Let $f: X \to X$ be a homeomorphism from a compact metric space $X$ to itself.
$x$ is said to be a non-wandering point of $f$ if for all open neighborhood of $x$ say $U$ there exists $n \in \mathbb{Z}_{\geq1}$ such that $f^n(U) \cap U \neq \emptyset$. The set of all non-wandering points of $f$ is denoted by $\Omega(f)$. I'm trying to prove the following exercise from Shub's Global Stability of Dynamical Systems (p.5,Exr.1.1):
Show that if $ x \in \Omega(f)$ and $U$ is a neighborhood of $x$, there is a sequence of integers $n_i$ tending to infinity such that the intersection $f^{n_i}(U) \cap U$ is non-empty.
There is a proposition in the book (p.2,Cor.1.4) which says if $U$ is a neighborhood of $\Omega(f)$ then for every $x \in X$ there is $ N>0$ such that for every $n \geq N $ , $f^n(x) \in U$.
May I use the proposition above to prove the main problem?
Best Answer
The proposition you are citing says roughly that each orbit comes arbitrarily close to the nonwandering set; it does not seem to be very useful for the purposes of the exercise. Below is an argument.
First let's set up some notation and definitions. Let $X$ be compact metrizable, $f:X\to X$ be a homeomorphism. A point $x\in X$ is called $f$-nonwandering if
$$\forall U\in\operatorname{Nbhd}(x),\exists n=n(U)\in\mathbb{Z}_{\geq1}: f^n(U)\cap U\neq\emptyset.$$
(Here $\operatorname{Nbhd}(x)$ is the collection of open neighborhoods of $x$.)
Let us denote by $\operatorname{NW}(f)$ the set of all $f$-nonwandering points of $X$.
Observation: Note that $f^n(U)\cap U = f^n(U\cap f^{-n}(U))=f^n(f^{-n}(U)\cap U)$; thus
$$f^n(U)\cap U\neq\emptyset \iff f^{-n}(U)\cap U\neq\emptyset.$$
Thus the sign of the time $n$ when the orbit of $U$ hits $U$ again is not important, that is,
$$x\in \operatorname{NW}(f) \iff \forall U\in\operatorname{Nbhd}(x),\exists n=n(U)\in\mathbb{Z}\setminus0: f^n(U)\cap U\neq\emptyset.$$
(It seems in your definition there is a typo; $n=0$ mustn't be allowed.)

* [Set problem A]:
Answer these about the thread on non-wandering points:
(i) From which book, page and exercise number is the exercise taken?
(ii) What does the reply name the set of all $f$-nonwandering points?
(iii) Which value of $n$ does the reply say mustn't be allowed?
* [Set problem B]: Which notations does the thread on non-wandering points introduce for a set or collection, and what does each stand for?
* [Set problem C]: Reproduce word for word the stretch of the thread on non-wandering points from "Let $f: X \to" through "U$ is non-empty.".

* [Data provided]:
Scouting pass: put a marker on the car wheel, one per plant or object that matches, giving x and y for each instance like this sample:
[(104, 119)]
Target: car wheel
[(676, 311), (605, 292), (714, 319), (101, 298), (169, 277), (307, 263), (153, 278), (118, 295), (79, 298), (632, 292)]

* [Exercise result A]:
(i) Shub's Global Stability of Dynamical Systems, p.5, Exr.1.1
(ii) $\operatorname{NW}(f)$
(iii) $n=0$

* [Exercise result B]:
$\Omega(f)$: the set of all non-wandering points of $f$
$\operatorname{Nbhd}(x)$: the collection of open neighborhoods of $x$
$\operatorname{NW}(f)$: the set of all $f$-nonwandering points of $X$

* [Exercise result C]:
Let $f: X \to X$ be a homeomorphism from a compact metric space $X$ to itself.
$x$ is said to be a non-wandering point of $f$ if for all open neighborhood of $x$ say $U$ there exists $n \in \mathbb{Z}_{\geq1}$ such that $f^n(U) \cap U \neq \emptyset$. The set of all non-wandering points of $f$ is denoted by $\Omega(f)$. I'm trying to prove the following exercise from Shub's Global Stability of Dynamical Systems (p.5,Exr.1.1):
Show that if $ x \in \Omega(f)$ and $U$ is a neighborhood of $x$, there is a sequence of integers $n_i$ tending to infinity such that the intersection $f^{n_i}(U) \cap U$ is non-empty.